# EXERCISE INSTRUCTIONS:
Rewrite the rows below, changing "orange object" to "yellow object" and leaving everything else as it is.

───── MATERIAL SHOWN ─────

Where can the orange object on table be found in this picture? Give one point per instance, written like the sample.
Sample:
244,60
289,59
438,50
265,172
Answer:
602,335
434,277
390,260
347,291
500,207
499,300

─────

# RESULT BELOW:
Where can the yellow object on table be found in this picture? Give one point per instance, written like the sample.
Sample:
244,60
289,59
438,50
265,172
Answer:
602,335
434,277
390,260
347,291
500,207
499,300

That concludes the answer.